'''

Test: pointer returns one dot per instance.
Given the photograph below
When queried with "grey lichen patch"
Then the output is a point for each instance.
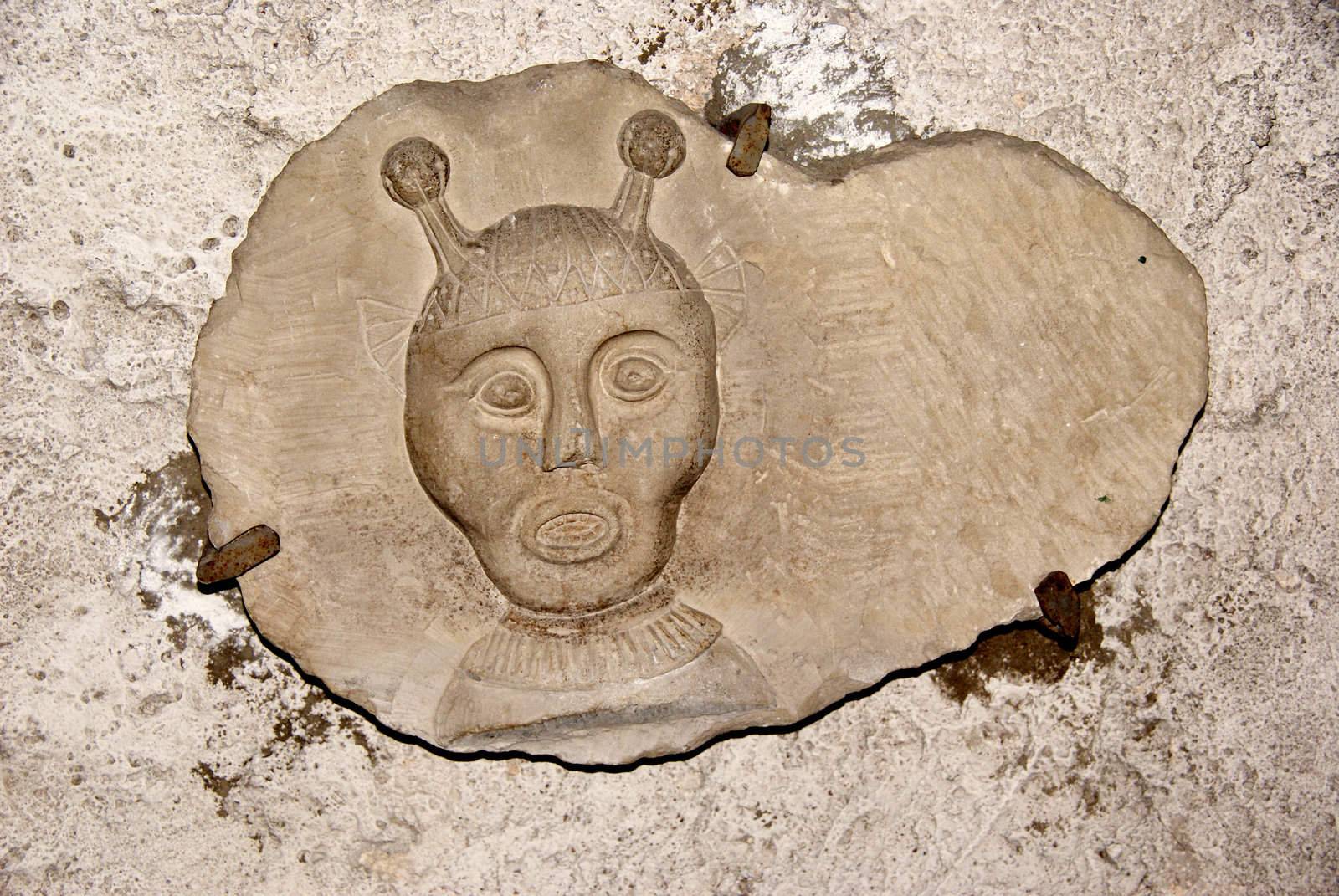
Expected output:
(218, 784)
(1023, 654)
(832, 105)
(229, 657)
(691, 19)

'''

Nothing but an exact copy of the data, without pictures, should be returned.

Test: pointer returns one dot per instance.
Given the photograph below
When queried with "grey lichen patch"
Then the output is a point for each instance.
Expected output:
(218, 784)
(1023, 654)
(832, 105)
(229, 657)
(691, 19)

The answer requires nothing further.